*About this task*.
The listing that follows should be copied in full, exactly as written.

*Available data*.
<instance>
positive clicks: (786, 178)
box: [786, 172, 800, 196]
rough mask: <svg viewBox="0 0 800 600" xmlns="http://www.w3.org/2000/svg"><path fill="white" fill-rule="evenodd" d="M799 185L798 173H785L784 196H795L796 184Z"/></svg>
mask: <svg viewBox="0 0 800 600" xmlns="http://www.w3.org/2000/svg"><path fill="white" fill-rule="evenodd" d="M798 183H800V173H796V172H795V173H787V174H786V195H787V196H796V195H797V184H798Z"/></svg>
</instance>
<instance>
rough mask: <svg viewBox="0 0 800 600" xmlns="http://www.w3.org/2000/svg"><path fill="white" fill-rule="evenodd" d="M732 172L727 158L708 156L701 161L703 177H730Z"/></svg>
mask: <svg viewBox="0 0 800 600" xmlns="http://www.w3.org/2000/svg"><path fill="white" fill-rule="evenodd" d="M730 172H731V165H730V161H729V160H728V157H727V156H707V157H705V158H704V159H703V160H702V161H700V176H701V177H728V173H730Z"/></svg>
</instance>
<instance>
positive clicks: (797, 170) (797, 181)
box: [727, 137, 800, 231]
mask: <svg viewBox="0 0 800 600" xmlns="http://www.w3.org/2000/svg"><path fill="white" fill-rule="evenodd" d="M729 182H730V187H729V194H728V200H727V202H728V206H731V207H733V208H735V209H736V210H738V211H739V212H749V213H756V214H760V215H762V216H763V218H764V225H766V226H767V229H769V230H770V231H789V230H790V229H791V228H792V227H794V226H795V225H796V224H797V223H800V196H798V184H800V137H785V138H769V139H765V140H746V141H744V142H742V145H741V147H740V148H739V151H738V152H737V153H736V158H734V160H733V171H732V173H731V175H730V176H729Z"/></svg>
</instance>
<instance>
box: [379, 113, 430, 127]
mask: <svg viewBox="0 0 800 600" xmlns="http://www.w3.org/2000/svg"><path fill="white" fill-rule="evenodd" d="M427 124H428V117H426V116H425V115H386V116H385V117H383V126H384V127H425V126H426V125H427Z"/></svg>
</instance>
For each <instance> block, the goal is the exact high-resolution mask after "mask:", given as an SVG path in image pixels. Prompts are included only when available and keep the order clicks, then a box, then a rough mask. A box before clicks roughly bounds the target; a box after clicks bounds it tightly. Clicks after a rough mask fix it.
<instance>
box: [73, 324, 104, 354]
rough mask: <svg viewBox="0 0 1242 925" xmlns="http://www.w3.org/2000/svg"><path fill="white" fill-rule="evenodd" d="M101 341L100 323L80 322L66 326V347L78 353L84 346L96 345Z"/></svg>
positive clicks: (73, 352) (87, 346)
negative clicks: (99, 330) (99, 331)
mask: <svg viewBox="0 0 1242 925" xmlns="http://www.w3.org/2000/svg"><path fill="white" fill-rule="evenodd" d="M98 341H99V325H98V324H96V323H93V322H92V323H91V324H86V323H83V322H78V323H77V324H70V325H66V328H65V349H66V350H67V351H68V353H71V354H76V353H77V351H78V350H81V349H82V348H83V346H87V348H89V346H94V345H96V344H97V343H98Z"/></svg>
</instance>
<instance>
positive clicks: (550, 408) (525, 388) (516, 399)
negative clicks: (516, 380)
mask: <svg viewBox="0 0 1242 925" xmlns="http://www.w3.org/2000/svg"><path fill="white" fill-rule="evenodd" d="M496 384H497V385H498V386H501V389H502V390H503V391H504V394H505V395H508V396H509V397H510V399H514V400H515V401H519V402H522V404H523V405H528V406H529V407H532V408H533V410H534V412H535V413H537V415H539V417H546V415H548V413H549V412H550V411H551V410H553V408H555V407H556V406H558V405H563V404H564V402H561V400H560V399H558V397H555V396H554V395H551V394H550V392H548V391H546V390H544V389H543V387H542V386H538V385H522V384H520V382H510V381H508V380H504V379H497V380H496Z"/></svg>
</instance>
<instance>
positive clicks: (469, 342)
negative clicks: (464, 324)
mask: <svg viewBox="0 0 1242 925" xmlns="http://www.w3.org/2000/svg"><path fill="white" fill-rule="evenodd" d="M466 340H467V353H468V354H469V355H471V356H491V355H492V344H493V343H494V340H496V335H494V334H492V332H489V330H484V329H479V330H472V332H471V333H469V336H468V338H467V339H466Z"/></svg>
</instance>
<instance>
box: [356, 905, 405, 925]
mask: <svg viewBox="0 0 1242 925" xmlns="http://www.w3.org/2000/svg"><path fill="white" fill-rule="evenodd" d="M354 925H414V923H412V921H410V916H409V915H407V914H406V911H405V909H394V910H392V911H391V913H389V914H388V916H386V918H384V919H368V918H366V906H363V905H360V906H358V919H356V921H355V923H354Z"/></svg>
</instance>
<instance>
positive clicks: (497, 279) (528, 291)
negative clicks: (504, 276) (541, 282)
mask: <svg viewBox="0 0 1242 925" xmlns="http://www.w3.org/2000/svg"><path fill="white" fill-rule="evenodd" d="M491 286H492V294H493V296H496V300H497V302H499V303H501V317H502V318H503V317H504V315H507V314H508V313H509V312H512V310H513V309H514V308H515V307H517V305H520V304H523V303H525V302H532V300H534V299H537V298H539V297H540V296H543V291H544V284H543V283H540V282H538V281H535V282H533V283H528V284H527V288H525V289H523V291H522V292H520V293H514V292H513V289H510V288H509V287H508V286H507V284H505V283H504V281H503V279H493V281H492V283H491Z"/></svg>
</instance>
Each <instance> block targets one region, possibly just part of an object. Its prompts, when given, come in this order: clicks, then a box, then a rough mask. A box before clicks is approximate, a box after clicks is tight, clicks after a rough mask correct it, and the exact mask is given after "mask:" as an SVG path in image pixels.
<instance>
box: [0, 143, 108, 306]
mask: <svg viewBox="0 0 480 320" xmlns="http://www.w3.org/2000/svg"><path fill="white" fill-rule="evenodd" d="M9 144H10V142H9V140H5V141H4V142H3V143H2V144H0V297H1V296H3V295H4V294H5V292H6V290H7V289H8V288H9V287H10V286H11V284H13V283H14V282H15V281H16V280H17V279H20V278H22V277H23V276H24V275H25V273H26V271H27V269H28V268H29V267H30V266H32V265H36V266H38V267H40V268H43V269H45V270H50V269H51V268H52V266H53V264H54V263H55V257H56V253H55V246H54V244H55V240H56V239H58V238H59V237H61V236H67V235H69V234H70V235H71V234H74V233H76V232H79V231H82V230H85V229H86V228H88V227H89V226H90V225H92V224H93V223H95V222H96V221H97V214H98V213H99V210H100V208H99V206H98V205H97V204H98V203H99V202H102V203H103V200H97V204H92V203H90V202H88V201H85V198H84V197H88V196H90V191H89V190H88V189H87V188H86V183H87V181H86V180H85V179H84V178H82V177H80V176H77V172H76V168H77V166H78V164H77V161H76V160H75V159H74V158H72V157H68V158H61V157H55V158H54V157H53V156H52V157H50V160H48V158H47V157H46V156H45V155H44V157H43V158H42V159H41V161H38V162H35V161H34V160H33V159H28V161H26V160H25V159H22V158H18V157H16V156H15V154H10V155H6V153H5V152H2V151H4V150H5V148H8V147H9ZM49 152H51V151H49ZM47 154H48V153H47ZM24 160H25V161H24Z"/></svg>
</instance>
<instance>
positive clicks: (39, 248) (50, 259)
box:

*Answer for the task*.
<instance>
positive clicks: (786, 178)
box: [786, 172, 800, 196]
rough mask: <svg viewBox="0 0 800 600" xmlns="http://www.w3.org/2000/svg"><path fill="white" fill-rule="evenodd" d="M799 185L798 173H785L784 196H795L796 184Z"/></svg>
mask: <svg viewBox="0 0 800 600" xmlns="http://www.w3.org/2000/svg"><path fill="white" fill-rule="evenodd" d="M798 183H800V173H796V172H795V173H787V174H786V195H787V196H796V195H797V184H798Z"/></svg>
</instance>
<instance>
rough mask: <svg viewBox="0 0 800 600" xmlns="http://www.w3.org/2000/svg"><path fill="white" fill-rule="evenodd" d="M732 172L727 158L708 156L701 161L703 177H730Z"/></svg>
mask: <svg viewBox="0 0 800 600" xmlns="http://www.w3.org/2000/svg"><path fill="white" fill-rule="evenodd" d="M730 172H731V165H730V161H729V160H728V157H727V156H707V157H705V158H704V159H703V160H702V161H700V176H701V177H728V173H730Z"/></svg>
</instance>
<instance>
positive clicks: (797, 170) (797, 181)
box: [727, 137, 800, 231]
mask: <svg viewBox="0 0 800 600" xmlns="http://www.w3.org/2000/svg"><path fill="white" fill-rule="evenodd" d="M729 182H730V187H729V194H728V200H727V202H728V206H731V207H733V208H735V209H736V210H738V211H739V212H749V213H756V214H760V215H762V216H763V218H764V225H766V226H767V229H769V230H770V231H789V230H790V229H791V228H792V227H794V226H795V225H796V224H797V223H800V196H798V184H800V137H785V138H769V139H765V140H746V141H744V142H742V145H741V147H740V148H739V151H738V152H737V153H736V158H734V160H733V171H732V173H731V175H730V176H729Z"/></svg>
</instance>
<instance>
box: [379, 113, 430, 127]
mask: <svg viewBox="0 0 800 600" xmlns="http://www.w3.org/2000/svg"><path fill="white" fill-rule="evenodd" d="M427 124H428V117H426V116H425V115H386V116H385V117H383V126H384V127H425V126H426V125H427Z"/></svg>
</instance>
For each <instance> block, the goal is the exact high-resolution mask after "mask:", given as an SVG path in image pixels. Prompts are included only when available and keep the order clicks, then a box, then a rough mask. A box before clicks roughly bounds the target; a box after clicks bounds it tightly. Clicks after a rough mask fix it.
<instance>
box: [73, 324, 104, 354]
rough mask: <svg viewBox="0 0 1242 925" xmlns="http://www.w3.org/2000/svg"><path fill="white" fill-rule="evenodd" d="M101 341L100 323L80 322L66 326V347L78 353L84 346L96 345Z"/></svg>
positive clicks: (73, 352) (87, 346)
negative clicks: (99, 330) (99, 331)
mask: <svg viewBox="0 0 1242 925" xmlns="http://www.w3.org/2000/svg"><path fill="white" fill-rule="evenodd" d="M98 341H99V325H98V324H96V323H93V322H92V323H91V324H86V323H83V322H78V323H77V324H70V325H66V328H65V349H66V350H67V351H68V353H71V354H76V353H77V351H78V350H81V349H82V348H83V346H87V348H89V346H94V345H96V344H97V343H98Z"/></svg>
</instance>
<instance>
positive clicks: (550, 408) (525, 388) (516, 399)
negative clicks: (516, 380)
mask: <svg viewBox="0 0 1242 925" xmlns="http://www.w3.org/2000/svg"><path fill="white" fill-rule="evenodd" d="M496 384H497V385H498V386H501V389H502V390H503V391H504V394H505V395H508V396H509V397H510V399H514V400H515V401H519V402H522V404H523V405H528V406H529V407H532V408H533V410H534V412H535V413H537V415H539V417H546V415H548V413H549V412H550V411H551V410H553V408H555V407H556V406H558V405H563V404H564V402H561V400H560V399H558V397H555V396H554V395H551V394H550V392H548V391H546V390H544V389H543V387H542V386H538V385H522V384H520V382H510V381H508V380H504V379H497V380H496Z"/></svg>
</instance>
<instance>
positive clicks: (469, 342)
negative clicks: (464, 324)
mask: <svg viewBox="0 0 1242 925" xmlns="http://www.w3.org/2000/svg"><path fill="white" fill-rule="evenodd" d="M466 340H467V353H468V354H469V355H471V356H491V355H492V344H493V343H494V340H496V335H494V334H492V332H489V330H484V329H479V330H472V332H471V333H469V336H468V338H467V339H466Z"/></svg>
</instance>
<instance>
box: [356, 905, 405, 925]
mask: <svg viewBox="0 0 1242 925" xmlns="http://www.w3.org/2000/svg"><path fill="white" fill-rule="evenodd" d="M354 925H414V923H412V921H410V916H409V915H407V914H406V911H405V909H394V910H392V911H391V913H389V914H388V916H386V918H384V919H368V918H366V906H363V905H360V906H358V919H356V921H355V923H354Z"/></svg>
</instance>
<instance>
positive clicks: (497, 279) (528, 291)
negative clicks: (504, 276) (541, 282)
mask: <svg viewBox="0 0 1242 925" xmlns="http://www.w3.org/2000/svg"><path fill="white" fill-rule="evenodd" d="M491 286H492V294H493V296H496V300H497V302H499V303H501V317H502V318H503V317H504V315H507V314H508V313H509V312H512V310H513V309H514V308H515V307H517V305H520V304H523V303H525V302H532V300H534V299H537V298H539V297H540V296H543V291H544V284H543V283H540V282H538V281H535V282H533V283H528V284H527V288H525V289H523V291H522V292H520V293H514V292H513V289H510V288H509V287H508V286H507V284H505V283H504V281H503V279H493V281H492V283H491Z"/></svg>
</instance>
Each <instance> block targets one region, possibly just part of an object. Its prompts, when given, come in this order: clicks, then a box, then a rough mask. A box before clicks is approximate, a box after clicks is tight, clicks after a rough mask correct it, and the exact mask is given after "mask:" as an SVG path in image pixels.
<instance>
box: [0, 143, 108, 306]
mask: <svg viewBox="0 0 480 320" xmlns="http://www.w3.org/2000/svg"><path fill="white" fill-rule="evenodd" d="M9 144H10V142H9V140H5V141H4V142H3V143H2V144H0V297H1V296H3V295H4V294H5V292H6V290H7V289H8V288H9V287H10V286H11V284H13V283H14V282H15V281H16V280H17V279H20V278H22V277H23V276H24V275H25V273H26V271H27V269H28V268H29V267H30V266H32V265H36V266H38V267H40V268H43V269H45V270H50V269H51V268H52V266H53V264H54V263H55V257H56V253H55V246H54V244H55V240H56V239H58V238H59V237H61V236H67V235H69V234H70V235H71V234H74V233H76V232H79V231H82V230H85V229H86V228H88V227H89V226H90V225H92V224H93V223H95V222H96V221H97V214H98V213H99V210H100V208H99V206H98V205H97V204H98V203H99V202H102V203H103V200H97V204H92V203H90V202H88V201H85V198H84V197H88V196H90V191H89V190H88V189H87V188H86V183H87V181H86V180H85V179H84V178H82V177H80V176H77V172H76V168H77V166H78V164H77V161H76V160H75V159H74V158H72V157H68V158H61V157H55V158H54V157H53V156H52V157H50V160H48V158H47V157H46V156H45V155H44V157H43V158H42V159H41V161H38V162H35V161H34V160H33V159H28V161H26V160H25V159H22V158H18V157H16V156H15V154H10V155H6V153H5V152H2V151H4V150H5V148H8V147H9ZM49 152H51V151H49ZM47 154H48V153H47ZM24 160H25V161H24Z"/></svg>
</instance>
<instance>
positive clicks: (39, 248) (50, 259)
box:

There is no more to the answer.